» **Problem statement**
Because the pictures are not wanted, reproduce the rest of the records below exactly as they stand.

» **Raw data**
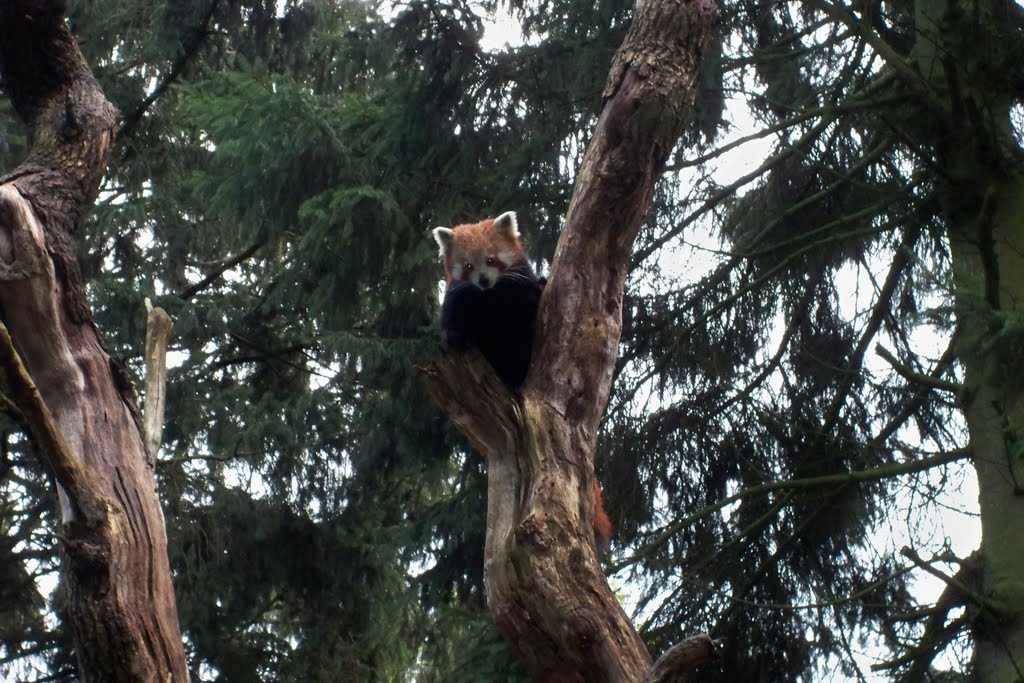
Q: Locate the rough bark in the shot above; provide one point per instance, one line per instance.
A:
(546, 589)
(988, 257)
(119, 601)
(982, 200)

» **Exercise solution**
Q: Locate the rough bark in the shot above; provide one point per instance, one line per instance.
A:
(546, 589)
(988, 257)
(119, 601)
(982, 200)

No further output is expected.